Commentary courtesy of Cory Bratland; Kluis Commodities Chief Grain Strategist, USA
Wow! What a change in the landscape of the commodity world. It is hard to believe that in just nine months we can see grain prices rally between 36% and 70% from the lows just last April.
It was tough to project a profit last year. This year, the challenge is deciding which crop to grow in 2021. This impressive move was a surprise to everyone (including us). And as hard as it is to believe, even as soybean cash markets in Western Canada have achieved over $15.50/bu and over $6.50/bu for corn, it still feels like prices can move even higher.
Where do we go from here? What does the future hold? Let’s start by looking at how we got here. How did soybean prices on the Chicago Board of Trade go from $8.08 (last April) to over $13.75 today? Start by looking at last year’s US corn and soybean crops. The US got planted under good conditions, had plenty of rain for most of the season, and got a touch dry as the crop moved into August. That combination still gave a good crop (although lower than earlier projections): over 4.1 billion bushels of soybeans, and 14.5 billion bushels of corn.
In South America, farmers planted more soybean acres than ever. The crop got planted later than normal due to dry conditions, but progressed very well since. The later-planted crop means that they will also have a late harvest. As a result, there will be a bit more demand from North America until they get harvesting in South America. Recently, Argentina has been experiencing some dry conditions and their crop is getting smaller. Brazil’s crop seems to be stabilizing, but isn’t quite as big as the early projections. On the other hand, South America planted more acres than ever. Even with the smaller crop, South America will be producing 185-190 million metric tons of soybeans and 160-165 million metric tons of corn. Both crops are up from last year’s large crop.
If we don’t have a supply issue, then what is driving the markets? Demand. There are two types of bull markets we trade: Supply-driven and demand-driven. In supply-driven markets, we are producing too much grain (or too little). A good example was 2012: The US had a widespread severe drought that year, and nearly ran out of corn. In response, the market rallied high enough to curb demand, so we could start building stockpiles again. That, in turn, led to the US growing several large crops in a row, which increased our supply almost too much. (Result: Grain prices were under pressure for several years.)
Lower prices increase demand. That is exactly what has been taking place the last several years. With prices for all three major commodities (corn, soybeans and wheat) under pressure, demand has grown and how! That is where we are today–smack dab in the middle of a demand-driven market.

> Task to complete: Continue the grain market commentary from where it stops, in the same voice.

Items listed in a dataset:
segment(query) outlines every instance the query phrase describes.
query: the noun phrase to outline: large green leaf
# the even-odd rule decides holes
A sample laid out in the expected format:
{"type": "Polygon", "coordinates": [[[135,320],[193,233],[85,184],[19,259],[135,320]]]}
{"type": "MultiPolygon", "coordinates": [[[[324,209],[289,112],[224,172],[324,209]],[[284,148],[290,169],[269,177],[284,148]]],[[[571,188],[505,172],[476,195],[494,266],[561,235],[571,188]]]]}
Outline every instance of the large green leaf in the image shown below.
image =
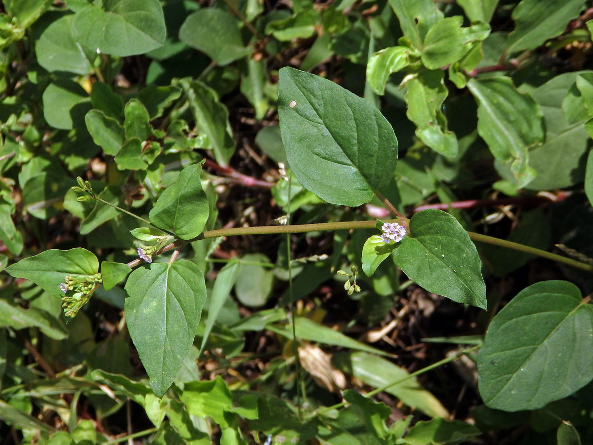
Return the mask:
{"type": "Polygon", "coordinates": [[[519,293],[492,319],[478,354],[480,394],[506,411],[537,409],[593,379],[593,307],[567,281],[519,293]]]}
{"type": "Polygon", "coordinates": [[[89,111],[84,121],[93,142],[103,148],[105,154],[117,154],[125,139],[123,127],[119,122],[100,110],[89,111]]]}
{"type": "Polygon", "coordinates": [[[216,8],[203,8],[190,14],[179,29],[179,40],[220,65],[241,59],[252,50],[243,43],[241,21],[216,8]]]}
{"type": "Polygon", "coordinates": [[[429,209],[412,217],[410,231],[392,253],[408,278],[429,292],[485,310],[480,257],[457,220],[429,209]]]}
{"type": "Polygon", "coordinates": [[[162,397],[193,342],[206,301],[202,271],[188,260],[136,269],[126,283],[124,306],[130,336],[162,397]]]}
{"type": "Polygon", "coordinates": [[[368,101],[327,79],[280,70],[278,113],[291,169],[299,182],[334,204],[368,202],[386,187],[397,161],[397,139],[368,101]]]}
{"type": "Polygon", "coordinates": [[[426,33],[443,18],[442,12],[432,0],[389,0],[397,15],[404,35],[417,49],[422,49],[426,33]]]}
{"type": "Polygon", "coordinates": [[[76,12],[72,27],[83,46],[114,56],[142,54],[162,46],[167,34],[158,0],[104,0],[76,12]]]}
{"type": "Polygon", "coordinates": [[[508,77],[471,79],[467,86],[478,103],[478,133],[523,187],[537,174],[530,166],[529,151],[544,139],[539,105],[528,93],[518,91],[508,77]]]}
{"type": "Polygon", "coordinates": [[[419,409],[431,417],[448,417],[444,406],[429,391],[422,387],[416,379],[409,377],[405,370],[389,360],[364,352],[341,352],[334,362],[342,371],[352,374],[363,383],[375,388],[401,380],[385,390],[402,403],[419,409]]]}
{"type": "Polygon", "coordinates": [[[438,153],[452,157],[457,154],[457,139],[447,128],[442,103],[448,91],[441,69],[424,71],[406,82],[404,96],[407,117],[416,125],[416,135],[438,153]]]}
{"type": "Polygon", "coordinates": [[[90,56],[93,55],[87,53],[72,36],[74,17],[68,14],[52,22],[35,42],[37,62],[48,71],[84,75],[93,69],[90,56]]]}
{"type": "MultiPolygon", "coordinates": [[[[546,141],[529,152],[529,164],[537,176],[525,188],[551,190],[569,187],[583,180],[585,157],[591,139],[582,122],[569,123],[562,103],[581,72],[561,74],[531,91],[544,115],[546,141]]],[[[512,180],[508,169],[496,165],[505,179],[512,180]]]]}
{"type": "Polygon", "coordinates": [[[471,49],[474,42],[482,42],[490,34],[490,26],[486,23],[462,28],[463,21],[461,15],[447,17],[428,30],[421,56],[425,66],[438,69],[457,62],[471,49]]]}
{"type": "Polygon", "coordinates": [[[492,18],[498,0],[457,0],[471,21],[488,23],[492,18]]]}
{"type": "Polygon", "coordinates": [[[366,63],[366,81],[377,94],[385,93],[385,84],[389,75],[410,64],[411,48],[391,46],[373,54],[366,63]]]}
{"type": "Polygon", "coordinates": [[[533,49],[562,33],[583,7],[583,0],[523,0],[513,10],[515,30],[509,34],[507,52],[533,49]]]}
{"type": "Polygon", "coordinates": [[[94,253],[82,247],[69,250],[52,249],[23,258],[4,269],[17,278],[30,279],[52,295],[62,297],[60,284],[69,275],[95,275],[99,261],[94,253]]]}
{"type": "Polygon", "coordinates": [[[23,250],[23,237],[12,221],[12,205],[0,200],[0,241],[12,253],[18,255],[23,250]]]}
{"type": "Polygon", "coordinates": [[[210,141],[216,162],[227,165],[235,152],[235,141],[228,121],[228,110],[218,100],[216,91],[199,81],[181,79],[178,86],[189,102],[198,132],[210,141]]]}
{"type": "Polygon", "coordinates": [[[187,166],[150,211],[151,222],[183,240],[195,238],[208,220],[208,198],[202,188],[202,165],[187,166]]]}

> Result for this task:
It wasn’t one specific event that brought us to today’s markets. Instead, it was several effects that have all been building for a few years. In addition to increasing global demand, we had a trade war with China. Since China refused to buy grain (especially soybeans) from the US, they dipped into their reserves. By now, we hear their reserves are really low, and they need to rebuild their supplies. They are on a mission to buy grain not only from the US but worldwide.
To top it off, we had the Covid-19 pandemic. Initially, it caused a lot of concern about demand, as we watched countries shut down. However, many buyers (whether businesses or countries) may have looked at their stock on hand and realized they might not be able to handle another shutdown, and keep their customers and residents happy. As a result, we have been seeing more countries issue export quotas and increase taxes on imports. They want to make sure they are keeping enough supply around for their people.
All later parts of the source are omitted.